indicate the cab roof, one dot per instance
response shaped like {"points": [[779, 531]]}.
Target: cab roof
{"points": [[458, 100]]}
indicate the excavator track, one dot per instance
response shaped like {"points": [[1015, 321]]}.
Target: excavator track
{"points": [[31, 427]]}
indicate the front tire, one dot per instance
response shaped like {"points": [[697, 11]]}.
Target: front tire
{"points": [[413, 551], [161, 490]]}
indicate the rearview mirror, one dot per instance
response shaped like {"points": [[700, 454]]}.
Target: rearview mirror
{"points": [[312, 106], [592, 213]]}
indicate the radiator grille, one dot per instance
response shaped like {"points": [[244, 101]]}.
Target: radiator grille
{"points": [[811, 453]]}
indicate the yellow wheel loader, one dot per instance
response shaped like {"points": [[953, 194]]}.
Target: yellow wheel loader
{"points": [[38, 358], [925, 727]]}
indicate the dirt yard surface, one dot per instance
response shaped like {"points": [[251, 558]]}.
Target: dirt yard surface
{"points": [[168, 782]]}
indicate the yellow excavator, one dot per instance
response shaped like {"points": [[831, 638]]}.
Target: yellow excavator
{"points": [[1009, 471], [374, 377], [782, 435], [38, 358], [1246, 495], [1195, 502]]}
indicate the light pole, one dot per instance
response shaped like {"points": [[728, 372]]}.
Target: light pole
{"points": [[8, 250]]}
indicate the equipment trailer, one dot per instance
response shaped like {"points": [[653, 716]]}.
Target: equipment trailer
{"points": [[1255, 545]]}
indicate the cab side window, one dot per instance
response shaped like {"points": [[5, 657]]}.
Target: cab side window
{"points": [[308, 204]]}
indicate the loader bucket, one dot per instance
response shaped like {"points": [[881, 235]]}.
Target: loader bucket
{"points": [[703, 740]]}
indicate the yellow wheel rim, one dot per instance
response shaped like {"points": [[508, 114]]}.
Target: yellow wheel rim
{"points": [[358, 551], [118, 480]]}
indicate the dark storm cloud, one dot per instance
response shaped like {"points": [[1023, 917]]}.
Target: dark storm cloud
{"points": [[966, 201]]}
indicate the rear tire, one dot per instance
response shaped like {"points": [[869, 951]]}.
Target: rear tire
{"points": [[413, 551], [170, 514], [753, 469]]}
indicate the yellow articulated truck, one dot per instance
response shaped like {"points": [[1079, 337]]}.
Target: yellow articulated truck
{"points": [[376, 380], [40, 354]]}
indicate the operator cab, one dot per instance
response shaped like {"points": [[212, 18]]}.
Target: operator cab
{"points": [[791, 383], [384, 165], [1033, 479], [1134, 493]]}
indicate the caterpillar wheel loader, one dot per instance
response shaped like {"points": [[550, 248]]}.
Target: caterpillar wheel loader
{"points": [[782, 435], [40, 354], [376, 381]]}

> [Aim of the exercise] Render every line of the entries above as a Markdown table with two columns, Row and Line. Number the rows in order and leave out blank lines.

> [Answer to the problem]
| Row | Line |
|---|---|
| 1 | indicate the cab roof, one dot per instance |
| 2 | response shaped like {"points": [[779, 531]]}. |
| 3 | Target: cab roof |
| 4 | {"points": [[458, 100]]} |
| 5 | indicate the excavator track, one dot per instance |
| 6 | response shaped like {"points": [[1015, 321]]}. |
| 7 | Target: excavator track |
| 8 | {"points": [[31, 427]]} |
| 9 | indicate the front tire, one dot per instance |
| 10 | response shaped like {"points": [[697, 11]]}. |
| 11 | Target: front tire |
| 12 | {"points": [[413, 551], [161, 490]]} |
| 13 | indicate the rearview mirror, one dot per instance |
| 14 | response shaped like {"points": [[700, 454]]}. |
| 15 | Target: rearview mirror |
| 16 | {"points": [[312, 106], [592, 213]]} |
| 17 | indicate the radiator grille, one dot per instance |
| 18 | response shaped like {"points": [[244, 101]]}. |
| 19 | Target: radiator grille |
| 20 | {"points": [[811, 453]]} |
| 21 | indicate the yellow wheel loader, one dot per instance |
| 22 | response shaped like {"points": [[953, 194]]}. |
| 23 | Target: yellow wheel loader |
| 24 | {"points": [[38, 358], [925, 727]]} |
| 25 | indicate the dirt yard surface, one dot per instance |
| 26 | response shaped like {"points": [[251, 558]]}. |
| 27 | Target: dirt yard surface |
| 28 | {"points": [[168, 782]]} |
| 29 | indicate the yellow excavator, one dot per instance |
| 30 | response shaped like {"points": [[831, 638]]}. |
| 31 | Target: yellow excavator |
| 32 | {"points": [[1009, 471], [374, 377], [782, 435], [38, 358], [1246, 495], [1195, 502]]} |
| 33 | indicate the light pole, one dot per instance |
| 34 | response shaped like {"points": [[728, 372]]}. |
| 35 | Target: light pole |
| 36 | {"points": [[8, 250]]} |
| 37 | indicate the equipment trailer, one dot per instance |
| 38 | response shaped like {"points": [[653, 716]]}. |
| 39 | Target: equipment trailer |
| 40 | {"points": [[1255, 545]]} |
| 41 | indicate the cab side window, one dot per instance |
| 42 | response shaped like {"points": [[5, 657]]}. |
| 43 | Target: cab side window |
| 44 | {"points": [[308, 204]]} |
| 45 | indicate the loader bucket, one dot per instance |
| 46 | response shaped like {"points": [[881, 235]]}. |
| 47 | Target: loader bucket |
| 48 | {"points": [[703, 740]]} |
| 49 | indicate the yellow wheel rim, one dot per instance |
| 50 | response shaped like {"points": [[508, 114]]}. |
| 51 | Target: yellow wheel rim |
| 52 | {"points": [[358, 551], [118, 480]]} |
| 53 | indicate the dark storm cloud, one dot per instance |
| 54 | response shaped like {"points": [[1023, 917]]}. |
| 55 | Target: dark storm cloud |
| 56 | {"points": [[966, 201]]} |
| 57 | indicate the rear tire, one dot per instance |
| 58 | response shaped like {"points": [[869, 951]]}. |
| 59 | Target: rear tire |
| 60 | {"points": [[413, 551], [170, 514], [753, 469]]} |
| 61 | indicate the yellow articulated truck, one dot per instance |
| 62 | response shaped like {"points": [[1079, 337]]}. |
| 63 | Target: yellow articulated truck |
| 64 | {"points": [[376, 380], [40, 354]]} |
| 65 | indicate the operator cab, one dot per instance |
| 66 | response shaped like {"points": [[212, 18]]}. |
| 67 | Target: operator cab |
| 68 | {"points": [[791, 383], [384, 165], [1033, 479], [1134, 493]]} |
| 69 | indicate the caterpillar wheel loader, one dot per instance |
| 70 | response shaped like {"points": [[550, 248]]}. |
| 71 | Target: caterpillar wheel loader |
| 72 | {"points": [[782, 435], [40, 354], [376, 381]]} |